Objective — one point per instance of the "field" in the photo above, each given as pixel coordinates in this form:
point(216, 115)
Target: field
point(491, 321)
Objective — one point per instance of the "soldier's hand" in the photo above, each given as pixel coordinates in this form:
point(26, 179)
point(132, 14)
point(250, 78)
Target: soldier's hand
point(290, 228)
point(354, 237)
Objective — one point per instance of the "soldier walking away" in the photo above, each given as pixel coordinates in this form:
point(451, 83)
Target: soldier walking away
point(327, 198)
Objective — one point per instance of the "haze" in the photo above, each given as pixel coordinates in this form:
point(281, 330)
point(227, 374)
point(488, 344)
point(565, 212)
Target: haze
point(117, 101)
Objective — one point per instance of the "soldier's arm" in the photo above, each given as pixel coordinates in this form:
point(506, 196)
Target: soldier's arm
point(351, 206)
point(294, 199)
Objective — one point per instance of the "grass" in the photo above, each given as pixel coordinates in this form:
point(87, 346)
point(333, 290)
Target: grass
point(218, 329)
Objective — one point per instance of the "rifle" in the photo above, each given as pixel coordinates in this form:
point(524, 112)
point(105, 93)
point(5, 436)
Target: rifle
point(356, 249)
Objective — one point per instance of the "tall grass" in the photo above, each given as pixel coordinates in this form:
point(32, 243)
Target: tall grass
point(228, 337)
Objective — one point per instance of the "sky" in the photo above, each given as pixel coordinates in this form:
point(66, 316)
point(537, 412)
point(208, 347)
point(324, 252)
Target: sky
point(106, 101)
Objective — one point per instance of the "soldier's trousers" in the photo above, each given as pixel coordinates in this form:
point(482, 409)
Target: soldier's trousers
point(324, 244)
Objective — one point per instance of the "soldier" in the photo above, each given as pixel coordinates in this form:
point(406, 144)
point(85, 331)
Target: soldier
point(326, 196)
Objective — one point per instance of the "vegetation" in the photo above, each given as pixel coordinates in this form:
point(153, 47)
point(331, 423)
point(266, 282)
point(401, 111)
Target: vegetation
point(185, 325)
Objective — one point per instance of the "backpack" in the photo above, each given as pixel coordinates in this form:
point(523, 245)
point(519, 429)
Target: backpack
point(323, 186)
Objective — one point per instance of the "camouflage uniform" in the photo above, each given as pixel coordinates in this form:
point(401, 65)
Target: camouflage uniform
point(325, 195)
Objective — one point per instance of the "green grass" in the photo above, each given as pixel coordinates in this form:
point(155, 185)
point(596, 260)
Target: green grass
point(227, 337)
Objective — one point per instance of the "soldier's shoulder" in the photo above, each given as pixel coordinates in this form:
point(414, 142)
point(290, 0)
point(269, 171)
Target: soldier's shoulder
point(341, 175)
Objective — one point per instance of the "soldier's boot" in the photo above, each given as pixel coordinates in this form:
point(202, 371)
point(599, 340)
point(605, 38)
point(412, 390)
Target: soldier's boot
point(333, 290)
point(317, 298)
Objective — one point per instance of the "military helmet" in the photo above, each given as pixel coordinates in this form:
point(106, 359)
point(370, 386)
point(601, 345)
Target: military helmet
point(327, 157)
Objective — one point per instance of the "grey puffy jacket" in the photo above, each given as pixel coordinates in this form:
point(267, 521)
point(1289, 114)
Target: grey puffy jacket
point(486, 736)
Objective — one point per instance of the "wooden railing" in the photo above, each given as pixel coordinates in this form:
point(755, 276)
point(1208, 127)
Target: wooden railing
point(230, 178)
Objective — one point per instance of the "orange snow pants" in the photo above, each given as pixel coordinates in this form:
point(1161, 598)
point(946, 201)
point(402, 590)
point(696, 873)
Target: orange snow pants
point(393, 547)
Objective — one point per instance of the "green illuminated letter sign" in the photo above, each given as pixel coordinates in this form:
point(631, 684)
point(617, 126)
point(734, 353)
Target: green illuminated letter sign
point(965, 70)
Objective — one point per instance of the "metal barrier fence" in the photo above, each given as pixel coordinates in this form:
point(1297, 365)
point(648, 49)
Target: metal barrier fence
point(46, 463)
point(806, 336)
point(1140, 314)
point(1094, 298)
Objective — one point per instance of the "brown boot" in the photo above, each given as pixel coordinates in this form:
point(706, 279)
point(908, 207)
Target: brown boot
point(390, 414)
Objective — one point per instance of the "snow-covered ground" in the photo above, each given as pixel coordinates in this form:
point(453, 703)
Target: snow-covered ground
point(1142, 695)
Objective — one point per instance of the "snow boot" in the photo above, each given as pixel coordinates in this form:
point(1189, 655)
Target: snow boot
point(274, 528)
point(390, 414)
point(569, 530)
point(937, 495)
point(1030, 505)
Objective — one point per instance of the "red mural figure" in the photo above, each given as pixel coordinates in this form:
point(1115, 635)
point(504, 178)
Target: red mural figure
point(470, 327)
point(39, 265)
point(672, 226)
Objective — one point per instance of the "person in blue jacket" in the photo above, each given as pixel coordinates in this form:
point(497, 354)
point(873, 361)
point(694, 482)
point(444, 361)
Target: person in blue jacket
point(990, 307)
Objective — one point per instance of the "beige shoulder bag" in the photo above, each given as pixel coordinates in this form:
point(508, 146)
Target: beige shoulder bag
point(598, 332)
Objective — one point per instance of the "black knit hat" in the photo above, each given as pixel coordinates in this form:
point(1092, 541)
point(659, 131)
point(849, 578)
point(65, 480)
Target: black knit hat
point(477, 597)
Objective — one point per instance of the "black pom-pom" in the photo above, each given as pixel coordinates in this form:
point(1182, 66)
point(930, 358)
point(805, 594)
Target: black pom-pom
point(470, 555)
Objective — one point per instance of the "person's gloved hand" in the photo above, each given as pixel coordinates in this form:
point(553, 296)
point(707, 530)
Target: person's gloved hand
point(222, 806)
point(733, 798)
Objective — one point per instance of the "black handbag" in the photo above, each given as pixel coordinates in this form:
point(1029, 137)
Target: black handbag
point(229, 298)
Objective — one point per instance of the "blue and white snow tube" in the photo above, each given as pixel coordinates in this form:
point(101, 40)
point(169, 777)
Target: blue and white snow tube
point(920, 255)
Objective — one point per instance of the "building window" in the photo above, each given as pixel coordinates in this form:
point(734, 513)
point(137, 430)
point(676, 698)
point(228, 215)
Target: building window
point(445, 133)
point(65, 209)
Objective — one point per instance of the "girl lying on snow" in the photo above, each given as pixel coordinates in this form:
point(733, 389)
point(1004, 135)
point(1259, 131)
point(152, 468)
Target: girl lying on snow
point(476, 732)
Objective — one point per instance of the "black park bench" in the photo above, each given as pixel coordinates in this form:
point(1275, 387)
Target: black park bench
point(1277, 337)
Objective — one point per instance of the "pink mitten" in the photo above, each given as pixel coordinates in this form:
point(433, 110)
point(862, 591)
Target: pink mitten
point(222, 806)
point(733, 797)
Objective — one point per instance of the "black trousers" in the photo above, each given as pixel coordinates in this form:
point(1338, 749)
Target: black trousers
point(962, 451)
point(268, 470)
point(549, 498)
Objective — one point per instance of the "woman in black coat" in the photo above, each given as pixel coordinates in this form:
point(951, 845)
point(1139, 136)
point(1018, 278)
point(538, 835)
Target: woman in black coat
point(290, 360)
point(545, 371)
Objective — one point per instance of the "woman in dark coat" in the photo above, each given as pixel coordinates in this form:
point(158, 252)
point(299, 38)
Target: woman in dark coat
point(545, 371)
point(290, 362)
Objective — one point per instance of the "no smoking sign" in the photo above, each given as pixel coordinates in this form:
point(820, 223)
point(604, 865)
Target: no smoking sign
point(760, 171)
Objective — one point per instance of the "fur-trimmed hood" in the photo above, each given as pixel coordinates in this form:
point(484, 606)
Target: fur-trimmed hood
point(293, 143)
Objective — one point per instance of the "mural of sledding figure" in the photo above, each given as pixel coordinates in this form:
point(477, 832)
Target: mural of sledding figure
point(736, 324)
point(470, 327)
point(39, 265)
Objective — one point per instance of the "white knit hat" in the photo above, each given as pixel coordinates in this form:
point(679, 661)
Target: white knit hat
┄┄┄┄┄┄┄┄┄┄┄┄┄┄┄┄┄┄┄┄
Problem requirements » In the listing above, the lines from the one containing "Target: vegetation" through the one containing "point(401, 65)" must be set down exactly, with no other lines.

Solution »
Target: vegetation
point(185, 325)
Objective — one point per instance of the "backpack" in the photo above, each given as pixel coordinates in this form:
point(523, 245)
point(519, 429)
Target: backpack
point(323, 186)
Objective — one point per instance of the "camouflage uniform" in the photo above, each given as pixel coordinates in this form:
point(401, 65)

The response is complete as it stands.